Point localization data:
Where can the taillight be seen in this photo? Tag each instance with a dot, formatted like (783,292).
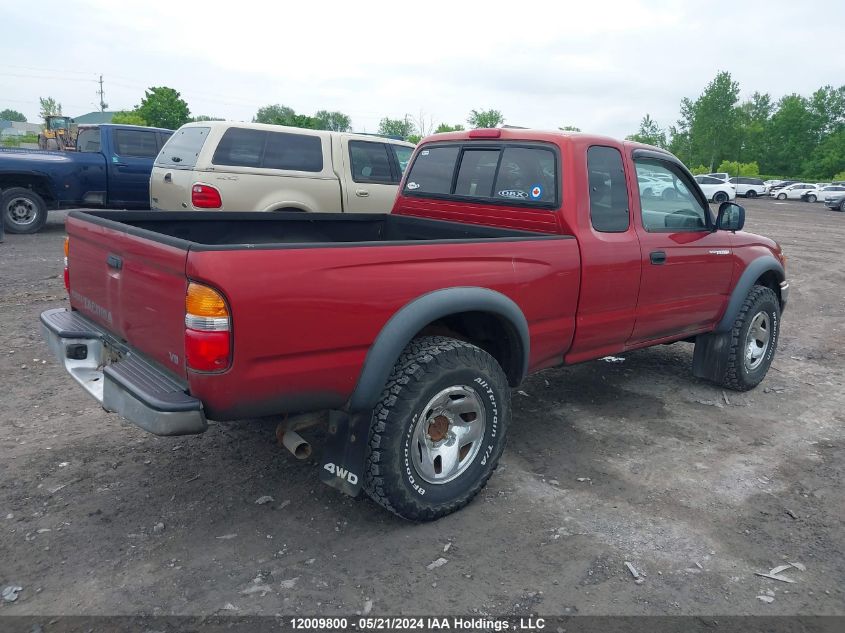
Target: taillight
(67,272)
(205,197)
(208,329)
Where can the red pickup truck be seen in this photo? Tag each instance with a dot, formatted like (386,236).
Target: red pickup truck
(507,252)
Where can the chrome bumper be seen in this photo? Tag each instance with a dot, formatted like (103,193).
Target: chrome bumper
(118,378)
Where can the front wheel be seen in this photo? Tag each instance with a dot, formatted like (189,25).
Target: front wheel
(23,210)
(753,340)
(438,430)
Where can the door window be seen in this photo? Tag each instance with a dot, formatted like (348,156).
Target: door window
(674,207)
(136,143)
(608,191)
(370,163)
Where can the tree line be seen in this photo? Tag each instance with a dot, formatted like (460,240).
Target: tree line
(794,136)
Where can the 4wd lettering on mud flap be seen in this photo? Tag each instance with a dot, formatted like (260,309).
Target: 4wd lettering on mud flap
(337,471)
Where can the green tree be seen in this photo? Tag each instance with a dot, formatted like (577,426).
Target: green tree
(397,128)
(164,107)
(275,114)
(485,118)
(649,133)
(49,107)
(12,115)
(334,121)
(128,117)
(735,168)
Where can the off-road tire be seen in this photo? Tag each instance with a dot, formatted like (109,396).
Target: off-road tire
(37,205)
(427,366)
(737,376)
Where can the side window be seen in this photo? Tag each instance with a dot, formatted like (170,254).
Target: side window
(608,190)
(527,173)
(88,140)
(295,152)
(240,147)
(476,174)
(370,162)
(432,170)
(403,156)
(673,206)
(136,143)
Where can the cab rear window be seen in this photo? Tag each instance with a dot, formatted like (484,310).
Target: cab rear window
(502,173)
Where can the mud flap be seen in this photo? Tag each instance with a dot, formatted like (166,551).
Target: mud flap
(345,451)
(710,358)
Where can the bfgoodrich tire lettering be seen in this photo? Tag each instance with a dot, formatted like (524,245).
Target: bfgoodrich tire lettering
(428,368)
(760,311)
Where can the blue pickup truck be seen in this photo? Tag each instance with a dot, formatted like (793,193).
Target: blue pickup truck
(109,169)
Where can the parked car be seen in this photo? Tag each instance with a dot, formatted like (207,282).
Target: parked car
(715,189)
(412,328)
(749,187)
(823,193)
(783,183)
(837,203)
(110,168)
(254,167)
(795,191)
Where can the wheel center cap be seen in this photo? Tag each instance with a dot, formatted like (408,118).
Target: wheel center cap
(438,428)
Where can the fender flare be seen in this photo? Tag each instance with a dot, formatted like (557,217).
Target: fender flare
(414,316)
(752,273)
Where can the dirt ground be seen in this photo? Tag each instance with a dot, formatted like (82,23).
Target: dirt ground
(606,463)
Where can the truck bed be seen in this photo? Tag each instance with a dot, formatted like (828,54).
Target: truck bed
(237,230)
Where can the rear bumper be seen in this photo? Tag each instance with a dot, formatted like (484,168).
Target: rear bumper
(118,378)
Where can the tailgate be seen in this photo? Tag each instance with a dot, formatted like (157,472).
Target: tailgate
(132,286)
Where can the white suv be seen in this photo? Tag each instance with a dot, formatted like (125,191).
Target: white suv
(716,190)
(254,167)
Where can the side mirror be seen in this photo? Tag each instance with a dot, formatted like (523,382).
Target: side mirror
(731,217)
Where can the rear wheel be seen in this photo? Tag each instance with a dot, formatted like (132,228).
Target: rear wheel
(753,340)
(438,430)
(23,210)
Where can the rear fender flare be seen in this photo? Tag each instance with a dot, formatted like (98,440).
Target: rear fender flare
(414,316)
(752,273)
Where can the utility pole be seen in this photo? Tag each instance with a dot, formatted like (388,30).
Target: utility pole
(103,104)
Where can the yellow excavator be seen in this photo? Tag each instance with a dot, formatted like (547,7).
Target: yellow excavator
(57,134)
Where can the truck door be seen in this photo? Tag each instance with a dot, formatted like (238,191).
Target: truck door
(610,256)
(686,266)
(130,164)
(371,176)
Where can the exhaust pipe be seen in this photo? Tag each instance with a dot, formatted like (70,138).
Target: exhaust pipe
(296,444)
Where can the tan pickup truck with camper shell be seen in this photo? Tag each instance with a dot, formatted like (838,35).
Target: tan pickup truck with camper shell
(255,167)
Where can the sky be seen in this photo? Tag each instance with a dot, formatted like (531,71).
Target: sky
(600,66)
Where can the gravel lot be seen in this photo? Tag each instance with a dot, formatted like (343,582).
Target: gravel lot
(606,463)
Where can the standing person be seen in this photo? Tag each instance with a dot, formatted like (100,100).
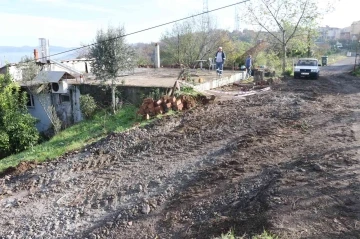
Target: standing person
(248,65)
(219,59)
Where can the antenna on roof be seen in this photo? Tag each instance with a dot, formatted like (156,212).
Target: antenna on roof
(44,50)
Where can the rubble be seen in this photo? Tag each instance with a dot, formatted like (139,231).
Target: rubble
(150,107)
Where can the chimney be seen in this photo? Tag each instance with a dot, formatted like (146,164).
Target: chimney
(36,55)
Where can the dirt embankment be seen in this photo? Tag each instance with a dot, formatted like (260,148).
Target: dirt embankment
(285,160)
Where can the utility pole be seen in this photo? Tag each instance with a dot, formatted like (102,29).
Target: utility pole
(237,19)
(206,15)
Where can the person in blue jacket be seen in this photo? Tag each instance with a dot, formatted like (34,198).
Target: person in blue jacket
(220,59)
(248,65)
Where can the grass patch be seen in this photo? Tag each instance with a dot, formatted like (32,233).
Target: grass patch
(334,58)
(77,136)
(356,72)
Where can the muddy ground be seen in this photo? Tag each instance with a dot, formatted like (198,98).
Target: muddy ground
(285,160)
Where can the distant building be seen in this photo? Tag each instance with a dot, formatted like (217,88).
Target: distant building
(329,33)
(345,33)
(355,30)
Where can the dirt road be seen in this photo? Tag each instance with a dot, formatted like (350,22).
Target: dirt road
(286,160)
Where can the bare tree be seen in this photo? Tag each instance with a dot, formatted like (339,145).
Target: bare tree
(282,19)
(112,57)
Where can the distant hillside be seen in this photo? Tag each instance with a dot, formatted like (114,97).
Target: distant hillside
(11,54)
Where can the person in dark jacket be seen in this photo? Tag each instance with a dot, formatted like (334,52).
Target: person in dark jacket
(220,59)
(248,65)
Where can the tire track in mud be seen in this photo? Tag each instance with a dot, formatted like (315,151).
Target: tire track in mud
(80,191)
(217,163)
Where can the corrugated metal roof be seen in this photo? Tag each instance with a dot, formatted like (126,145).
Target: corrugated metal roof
(52,76)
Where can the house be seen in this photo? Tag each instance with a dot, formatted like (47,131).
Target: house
(328,33)
(345,33)
(355,30)
(51,88)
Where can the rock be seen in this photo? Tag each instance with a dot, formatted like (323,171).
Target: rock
(145,209)
(11,223)
(318,167)
(92,236)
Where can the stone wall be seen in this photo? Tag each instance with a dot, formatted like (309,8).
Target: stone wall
(129,94)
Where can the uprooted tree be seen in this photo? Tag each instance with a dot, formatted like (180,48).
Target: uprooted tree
(282,19)
(112,57)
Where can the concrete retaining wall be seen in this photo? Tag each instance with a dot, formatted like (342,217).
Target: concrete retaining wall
(216,83)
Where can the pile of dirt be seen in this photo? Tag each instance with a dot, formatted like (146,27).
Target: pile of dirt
(20,168)
(285,161)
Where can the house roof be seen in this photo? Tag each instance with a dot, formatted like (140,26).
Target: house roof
(52,76)
(48,77)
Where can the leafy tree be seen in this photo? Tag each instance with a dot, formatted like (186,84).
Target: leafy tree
(190,41)
(17,126)
(282,19)
(112,57)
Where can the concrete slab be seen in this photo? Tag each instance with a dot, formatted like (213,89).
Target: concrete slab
(158,77)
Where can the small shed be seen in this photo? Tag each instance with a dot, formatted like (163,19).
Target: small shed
(51,88)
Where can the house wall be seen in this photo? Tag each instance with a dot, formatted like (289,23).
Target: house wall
(68,111)
(41,102)
(82,66)
(131,94)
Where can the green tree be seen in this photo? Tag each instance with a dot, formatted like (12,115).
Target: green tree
(189,41)
(282,19)
(112,57)
(17,126)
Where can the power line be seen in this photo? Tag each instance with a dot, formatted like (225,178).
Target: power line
(146,29)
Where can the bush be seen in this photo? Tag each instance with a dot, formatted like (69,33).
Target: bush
(18,131)
(87,105)
(288,72)
(21,131)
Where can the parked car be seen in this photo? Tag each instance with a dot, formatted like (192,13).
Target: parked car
(307,68)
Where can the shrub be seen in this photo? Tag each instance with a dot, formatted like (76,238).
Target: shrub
(87,105)
(18,131)
(288,72)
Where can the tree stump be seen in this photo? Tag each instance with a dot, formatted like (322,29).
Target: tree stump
(258,75)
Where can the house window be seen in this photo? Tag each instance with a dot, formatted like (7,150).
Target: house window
(64,98)
(29,98)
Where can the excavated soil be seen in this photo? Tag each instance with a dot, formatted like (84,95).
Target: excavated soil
(284,160)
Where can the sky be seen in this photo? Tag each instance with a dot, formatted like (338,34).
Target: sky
(70,23)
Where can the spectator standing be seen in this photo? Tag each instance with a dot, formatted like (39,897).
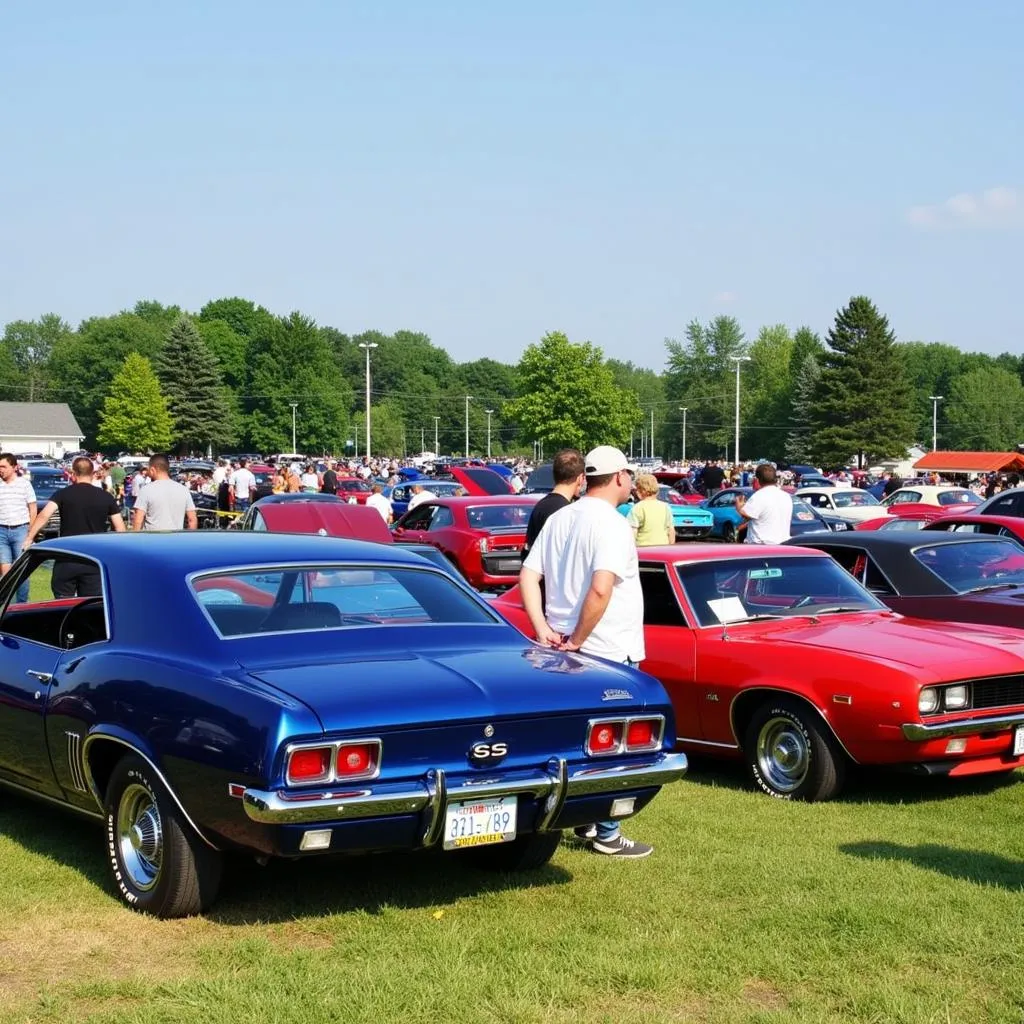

### Activity
Reproduce the records exactly, starting with their first line and ending with the line that contains "formatted like (577,426).", though pictures should be dropped.

### Answer section
Where can the taillight be seen in this photo? Tag each instance with a dot, formatted like (783,292).
Target: taillight
(67,272)
(205,197)
(208,329)
Where can the red pickup truck be seen in this photo? Tag each instance with a dot, formatted like (386,236).
Target: red pickup truck
(507,252)
Where can the chrome bumper be seen in this photo? Tag each instance with a dot, formatted like (103,193).
Target: chrome bumper
(118,378)
Where can the front wheel be seen in this photo? Tag each instance with a dot, formatted like (189,25).
Target: front wheel
(23,210)
(753,340)
(438,430)
Where can the door window be seen in this photo? Tag each instance with a dot, formatted like (348,156).
Target: door window
(674,207)
(136,143)
(608,191)
(370,163)
Where can the tree line be seen in this photo? Tag each instance with a dot, formatted like (460,240).
Target: tree line
(794,136)
Where can the 4wd lettering on mud flap be seen in this photo? Tag each instance with a dot, formatted like (260,309).
Target: 4wd lettering on mud flap
(337,471)
Where can the green tree be seen in this photo? Tag each instance with a dot, formatted like (577,426).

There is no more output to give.